Texte extrait:
■ ■ ■ ■ ■

Funérailles nationales du maréchal Joffre

Le 7 janvier 1931

Louis BARTHOU

Funérailles nationales de M. le maréchal Joffre
membre de l’Académie française

Le mercredi 7 janvier 1931

DISCOURS

DE

M. LOUIS BARTHOU
MEMBRE DEL’ACADÉMIE FRANÇAISE
MINISTRE DE LA GUERRE

 

Monsieur le Président de la République,
Monseigneur,
Messieurs,

En venant apporter à la mémoire du maréchal Joffre, au nom du Gouvernement de la République, l’hommage unanime de la reconnaissance nationale, j’ai le souci de mesurer mon éloge, si profondes que soient l’admiration et l’émotion du pays, au caractère même de ce grand soldat. Il n’aimait pas les mots inutiles. C’est par la méditation et par la réflexion, longuement mûries, qu’il se préparait à l’action. La briéveté décisive du commandement procédait chez lui de la clarté d’un esprit pénétrant et logique, qui pesait les chances avant de courir les risques et qui avait envisagé, au moment de prendre une résolution, tous les aspects du problème. Son silence n’avait aucune affectation il était la loi de sa nature, qui se refermait sur elle-même pour mieux se posséder et pour se vaincre. Dès sa jeunesse, on l’avait appelé « le Taciturne ». Ce mot ne le révélait qu’en partie et même il le dépeignait mal. S’il répugnait aux éclats excessifs, Joffre avait gardé un fonds de gaieté qui s’exprimait par la finesse de son sourire et par la bonne humeur, toujours sensée, de ses réparties. On ne le prenait au dépourvu qu’en apparence. Sa parole avait une lenteur qui ne ressemblait pas à la vivacité de son esprit, mais il ne se livrait et il ne se décidait qu’à bon escient, ayant l’habitude de s’observer, de calculer et de prévoir.

■ ■ ■ ■ ■

Consignes:
- A) Extrayez telles quelles les lignes de données depuis la première jusqu'à la ligne contenant « 612V598L1065 594L1057 585L1011 », cette dernière comprise.
- B) Poursuivez le discours en hommage au maréchal Joffre à partir de sa dernière phrase.

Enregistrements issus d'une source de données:
■ ■ ■ ■ ■

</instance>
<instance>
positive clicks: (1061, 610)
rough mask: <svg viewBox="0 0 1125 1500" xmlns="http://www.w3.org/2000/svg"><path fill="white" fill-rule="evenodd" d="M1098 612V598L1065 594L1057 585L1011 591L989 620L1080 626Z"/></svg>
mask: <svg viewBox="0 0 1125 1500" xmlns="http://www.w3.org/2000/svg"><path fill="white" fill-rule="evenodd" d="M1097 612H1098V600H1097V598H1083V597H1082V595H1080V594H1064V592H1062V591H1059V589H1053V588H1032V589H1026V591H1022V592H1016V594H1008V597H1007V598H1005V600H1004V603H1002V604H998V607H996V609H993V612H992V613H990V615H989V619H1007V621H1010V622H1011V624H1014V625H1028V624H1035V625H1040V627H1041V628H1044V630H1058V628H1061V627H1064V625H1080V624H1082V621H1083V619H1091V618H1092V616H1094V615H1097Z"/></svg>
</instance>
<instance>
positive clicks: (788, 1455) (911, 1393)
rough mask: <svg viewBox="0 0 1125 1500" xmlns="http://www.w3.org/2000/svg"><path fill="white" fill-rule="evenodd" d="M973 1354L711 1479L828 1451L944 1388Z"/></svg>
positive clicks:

■ ■ ■ ■ ■

Réponses aux consignes:
- A)
</instance>
<instance>
positive clicks: (1061, 610)
rough mask: <svg viewBox="0 0 1125 1500" xmlns="http://www.w3.org/2000/svg"><path fill="white" fill-rule="evenodd" d="M1098 612V598L1065 594L1057 585L1011 591L989 620L1080 626Z"/></svg>

- B)
En Indochine, au Soudan, à Madagascar, capitaine, colonel ou général, il avait mis à profit l’expérience de la guerre coloniale, qui a donné à la France militaire quelques-uns de ses plus grands soldats. L’amiral Courbet avait apprécié son activité ingénieuse, surtout pendant le siège de Bac-Minh, dont il avait dirigé les travaux « avec une intelligence et un sang-froid dignes des plus grands éloges ». Cette citation, délivrée par le marin illustre qui connaissait les hommes, est le premier témoignage d’où se dégage le caractère de Joffre. Il mérita, quelques années plus tard, après l’organisation du camp retranché de Diégo-Suarez, d’y joindre celui de Gallieni, qui est décisif ; « On y sentait la main ferme et l’esprit de méthode de quelqu’un qui savait et qui voulait ». Ainsi se dessinent déjà, notés par les plus grands chefs, les traits essentiels de Joffre : le sang-froid, la mesure, la méthode, la volonté.

Depuis, partout où il passa, de 1903 à 1914, directeur au ministère de la Guerre, commandant d’une division ou d’un corps d’armée, il justifia ces éloges. Ses fonctions diverses avaient multiplié ses aptitudes : il était prêt à assumer les responsabilités les plus hautes. Pourtant, aucune ambition ou aucune impatience ne le hantait. Ce soldat, né dans le peuple, et dont la foi républicaine comprenait le peuple, avait l’âme d’un vrai citoyen. Il sentait, comme tous les Français, que si, en 1870-1871, l’armée avait sauvé l’honneur du pays, le traité de Francfort avait compromis sa sécurité. La carte de la frontière dessinait non une humiliation, mais un péril.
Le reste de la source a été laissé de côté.